Две встречи со спетой молитвой

«Поёт тот, кто любит», а «кто хорошо поёт, тот молится вдвойне». Отец Дитрих фон Штернбек, принимавший участие в создании хорошо знакомого российским католикам красного песенника, рассказывает о молитве пением на основе личного опыта и наставлений Отцов Церкви.

Путь к вере и, следовательно, к молитве — как и жизненный путь — у каждого свой. Наверное, ни для кого не будет откровением: очень важно, как этот путь начинается. Читать ноты и буквы, писать их, петь и молиться меня учила моя бабушка – мама моей мамы. То ли предчувствуя, что времени у нас немного, то ли в силу своего нетерпеливого характера ей хотелось, чтобы я освоил всё максимально быстро.

Учиться читать по-немецки и по-латински мне нужно было, используя Das vollständige Messbuch der heiligen Kirche (это издание содержит основные тексты Миссала Римско-католической Церкви на латинском языке с немецким переводом и пояснениями, – Прим. ред.) и эта же книга была пособием по освоению нотной грамоты, как обычной, так и «квадратной», и первые молитвы я учил тоже по ней: «Отче наш», «Радуйся, Мария», «Слава», молитвы перед едой (Benedic Domine) и перед сном (Müde bin ich)…

Бабушка была по образованию пианистка и неплохо пела. Поэтому в детстве я слышал различные версии Ave Maria (Гуно, Маршнера, Шуберта, Райнбергера, Регера, Бизе, Форе и других композиторов) и удивлялся, отчего латинский текст молитвы так плохо «ложится» на музыку Шуберта и Гуно… Потом оказалось, что из выученных мною молитв состоят другие – «Ангел Господень» и Розарий.
|---|
__ЗАДАНИЕ 1__
Перепишите из отрывка без изменений фрагмент от слов «Две встречи со» до слов «всё максимально быстро.» включительно.
__ЗАДАНИЕ 2__
Кем по образованию была бабушка, о которой говорится в отрывке?

__ИСХОДНЫЕ ДАННЫЕ__
|---|
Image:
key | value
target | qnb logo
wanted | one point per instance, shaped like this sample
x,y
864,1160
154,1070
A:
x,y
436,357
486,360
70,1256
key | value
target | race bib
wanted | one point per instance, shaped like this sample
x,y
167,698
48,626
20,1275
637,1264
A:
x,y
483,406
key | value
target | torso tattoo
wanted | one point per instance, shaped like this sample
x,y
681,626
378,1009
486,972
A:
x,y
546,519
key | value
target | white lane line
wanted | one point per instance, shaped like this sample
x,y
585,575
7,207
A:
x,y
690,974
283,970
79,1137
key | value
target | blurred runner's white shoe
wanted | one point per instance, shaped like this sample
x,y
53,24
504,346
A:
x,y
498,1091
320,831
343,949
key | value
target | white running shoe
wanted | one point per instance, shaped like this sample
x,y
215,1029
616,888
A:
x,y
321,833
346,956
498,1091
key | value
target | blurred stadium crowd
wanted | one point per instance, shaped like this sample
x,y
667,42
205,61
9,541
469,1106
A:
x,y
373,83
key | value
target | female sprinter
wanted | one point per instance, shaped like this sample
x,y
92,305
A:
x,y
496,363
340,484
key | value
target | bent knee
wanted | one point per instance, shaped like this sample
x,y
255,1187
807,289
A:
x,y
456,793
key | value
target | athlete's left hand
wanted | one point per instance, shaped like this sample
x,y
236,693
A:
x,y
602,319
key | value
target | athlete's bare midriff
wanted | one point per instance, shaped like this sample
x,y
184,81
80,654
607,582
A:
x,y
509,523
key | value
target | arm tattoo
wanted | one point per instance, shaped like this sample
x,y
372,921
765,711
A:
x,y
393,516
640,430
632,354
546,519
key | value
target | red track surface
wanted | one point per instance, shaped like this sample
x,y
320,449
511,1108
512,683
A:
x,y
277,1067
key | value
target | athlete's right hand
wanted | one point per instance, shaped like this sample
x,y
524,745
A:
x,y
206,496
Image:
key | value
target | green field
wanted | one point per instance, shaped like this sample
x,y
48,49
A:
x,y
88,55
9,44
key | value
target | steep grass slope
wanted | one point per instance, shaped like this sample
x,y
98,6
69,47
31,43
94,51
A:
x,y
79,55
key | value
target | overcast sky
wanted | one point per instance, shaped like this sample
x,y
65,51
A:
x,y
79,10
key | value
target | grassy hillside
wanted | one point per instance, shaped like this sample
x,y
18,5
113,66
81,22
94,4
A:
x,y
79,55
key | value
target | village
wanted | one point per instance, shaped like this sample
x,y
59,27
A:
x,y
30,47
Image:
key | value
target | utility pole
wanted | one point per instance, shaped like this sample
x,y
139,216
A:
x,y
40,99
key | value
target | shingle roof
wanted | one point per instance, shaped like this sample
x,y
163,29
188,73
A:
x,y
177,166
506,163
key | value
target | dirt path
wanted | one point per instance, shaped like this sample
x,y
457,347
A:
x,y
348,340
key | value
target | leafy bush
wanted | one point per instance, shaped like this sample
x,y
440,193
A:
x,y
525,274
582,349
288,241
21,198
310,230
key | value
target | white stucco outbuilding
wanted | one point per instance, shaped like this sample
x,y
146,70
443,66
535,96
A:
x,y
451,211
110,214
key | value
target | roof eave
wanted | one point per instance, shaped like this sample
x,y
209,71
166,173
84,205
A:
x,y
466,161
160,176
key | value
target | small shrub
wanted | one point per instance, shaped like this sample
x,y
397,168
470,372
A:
|---|
__ПРАВИЛЬНЫЙ ОТВЕТ 1__
Две встречи со спетой молитвой

«Поёт тот, кто любит», а «кто хорошо поёт, тот молится вдвойне». Отец Дитрих фон Штернбек, принимавший участие в создании хорошо знакомого российским католикам красного песенника, рассказывает о молитве пением на основе личного опыта и наставлений Отцов Церкви.

Путь к вере и, следовательно, к молитве — как и жизненный путь — у каждого свой. Наверное, ни для кого не будет откровением: очень важно, как этот путь начинается. Читать ноты и буквы, писать их, петь и молиться меня учила моя бабушка – мама моей мамы. То ли предчувствуя, что времени у нас немного, то ли в силу своего нетерпеливого характера ей хотелось, чтобы я освоил всё максимально быстро.

__ПРАВИЛЬНЫЙ ОТВЕТ 2__
Пианисткой.